鎌倉散歩
名越切通しから朝比奈切通しへ 14,4,9
前日は陣馬山でお花見山行。しかしまだ山の桜は咲い
てなかった。まあ半分は飲み会のようなもので、おいしい
ものをたらふく食べさせていただいた。
この日は雑草ヒメオドリコソウを接写してみた。高画質の
設定になっていたので、かなり細部まで撮れた。こうして
みると、それなりに凝っていて面白い花だと思える。花は
すべてそうだが、こんなにも複雑に凝った造形になるまで
にどれだけの年月が過ぎ去ったのだろうかと思う。
さて今日9日は連荘となってしまったが、また別のメンバー
たちと鎌倉散歩である。
今回はしばらくあれやこれやの用事で忙しく、余り山歩きが
出来ないとぼやいている人の足慣らしとして計画したもの
である。以前この人たちと鎌倉七口の中五つを歩いたので
今日は残りの二つを歩くことにした。実は3月27日にも
同じ趣旨で計画して集まったのだが、あいにくの雨だった。
鎌倉駅から逗子方面に歩き始める。20分ほど歩いて
横須賀線の踏切を渡ると、名越(なごえ)切通しへの案内
があり、線路沿いの住宅地を歩いていく。
サクラソウが見事に咲いている。ところでこの桜草には
微量だがウルシの成分があるということを、ご存知だろ
うか?触るぐらいではもちろん何ともないのだが。
古い井戸がある。鎌倉十井には入ってないようであるが
記念碑もあり、立派な囲いもあるから曰くがありそうだ。
今の季節シャガがきれいである。
踏切を渡り線路沿いに高台に上がっていくと名越切通し
の入口となる。雰囲気のある道となり、道端にはウラシマ
ソウが糸を垂れている。マムシグサなどと同じテンナン
ショウ属。科はサトイモ科でこれに属するものは毒がある
ものが多い。それにしてもこの釣り糸様は何のため?
切通しの道にはわざと残したといわれる大石が道の真ん
中に鎮座していたりする。
まんだら堂やぐら群は時折ゲートを開けるらしいが、今は
中に入れない。
やぐらとは鎌倉時代の横穴式の供養施設(つまりお墓)で
切通しの至るところにあり(天園のハイキングコースにも)、
実は鎌倉の山は総体が墓地のようなものなのだ。
ここには150基も集中しているそうだ。死者を荼毘に付した
跡等もあるらしい。そしてこのやぐら群の崖下には、現代の
火葬場がある。
中世の「葬送」や墓地などの考え方は現代とはまったく
違ったものだった。なにより、中世どころか近代まで、我が
日本には「個人」という言葉自体がなかったわけであるから。

提供データ ▸
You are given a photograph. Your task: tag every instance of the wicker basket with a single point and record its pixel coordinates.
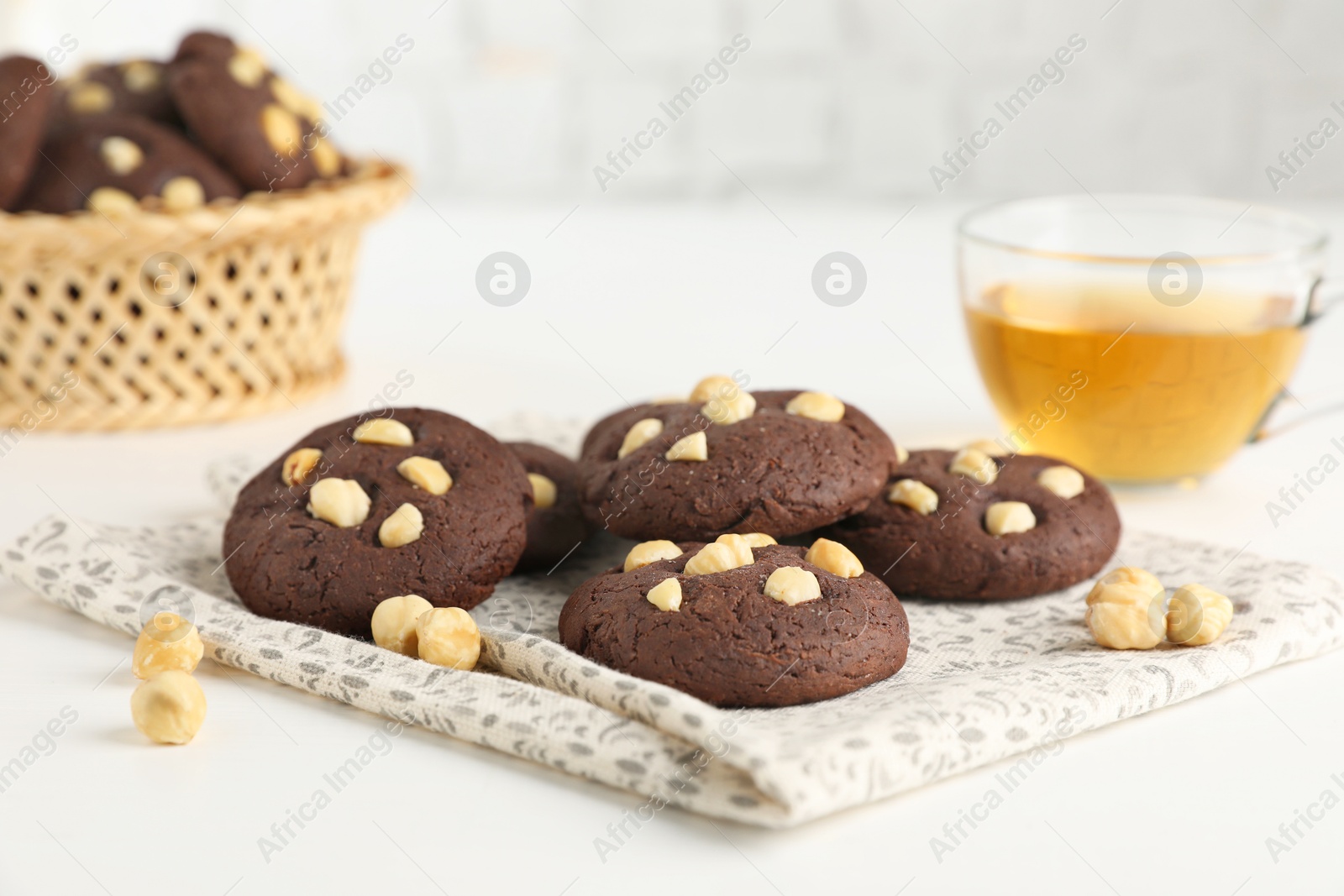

課題 ▸
1 > 鎌倉散歩の文章のうち「踏切を渡り線路沿いに高台に上がっていくと名越切通し」から「実は鎌倉の山は総体が墓地のようなものなのだ。」までの部分を、「大石」を「巨石」に入れ替えて書き写してください。
2 > 鎌倉散歩の文章を、最後の文の後から引き継いで書き進めてください。

回答 ▸
1 >
踏切を渡り線路沿いに高台に上がっていくと名越切通し
の入口となる。雰囲気のある道となり、道端にはウラシマ
ソウが糸を垂れている。マムシグサなどと同じテンナン
ショウ属。科はサトイモ科でこれに属するものは毒がある
ものが多い。それにしてもこの釣り糸様は何のため?
切通しの道にはわざと残したといわれる巨石が道の真ん
中に鎮座していたりする。
まんだら堂やぐら群は時折ゲートを開けるらしいが、今は
中に入れない。
やぐらとは鎌倉時代の横穴式の供養施設(つまりお墓)で
切通しの至るところにあり(天園のハイキングコースにも)、
実は鎌倉の山は総体が墓地のようなものなのだ。

2 >
私たちは普段使い慣れている言葉を使って、江戸期以前
の歴史を考えがちである。しかしその言葉自体が比較的新
しい明治期に作られたものであることが多い、ということを
知らなくてはならない。科学技術系のものはほとんどが翻訳
語であるが、そればかりではないのだ。
* 個人という言葉は明治になって、英語のindividualの翻
訳語として作られたものである。それまで日本「社会」には
「個人」という概念はなかった。ということはナンノタレベエは
いるけれども、それは「個人」としては意識されなかったのだ。
また「社会」もsocietyの翻訳語である。それに近く日本人的
特徴のある集団は「世間」である。だから社会を作る西欧的
個人と、「世間」という集団に埋没した日本的個人とは、非常
に異質なものなのだが。この違いは未だに尾を引いている。
(『世間とは何か』『日本人の歴史意識』 阿部謹也)
ゲートから中を覗いて見る。
まんだら堂から少しで、騎馬の通過を妨げるようにした
防衛拠点として有名な切通しに出る。崖の上には待ち伏せ
出来るような場所(平場)がある。
また元に戻り法性寺の方に降ってみる。
猿畠山のお堂の脇に日蓮が布教の迫害を受けて、白猿
に導かれて隠れたという伝説の岩屋がある。
(猿畠山の名前もこの伝説からきたものでしょう。)
あたり一帯は現代のお墓が、やぐらと共存している。
奥に見えるのは鎌倉最大の「大切岸」という人工的に削
った崖であり、切通しと同じく逗子方面からの侵入防止の
防衛拠点だったと言われている。高さもあるし長さも相当
なもので、大変な難工事だったろう。
鎌倉や逗子方面でよく見られるカントウタンポポらしい。
また上に戻り、大切岸方向に進むと、大切岸を間近で
見られるように平場が整備されて木材チップを敷き詰め
た散歩道になっている。(行き止まり)
この崖は適度なホールドがあり、現代のクライマーなら
登れそうだなどと考えてしまう。
大切岸の上を逗子ハイランド方向に行くと途中見晴台
(パノラマ台)あり、鎌倉から逗子にかけての海が見渡せる。
逗子ハイランドの一角に出ると正面に布張山。いろいろ
な桜がまだきれいに咲いている。
逗子ハイランドを抜けて久木大池方面に向かう。桜並木
がまだまだきれいだった。
久木大池に来ると20人以上と思われるハイカーのジジ
ババ集団が東屋を占拠していた。こちらも負けずにジジと
ババだが多勢に無勢。ここでの昼飯を諦めて、やまなみ
ルート入口から上にあがり、行き止まり方向に適当に進ん
で適当な広場でお弁当を広げる。今日は散歩であるから、
私はビールも持って来た。一汗かいておいしい。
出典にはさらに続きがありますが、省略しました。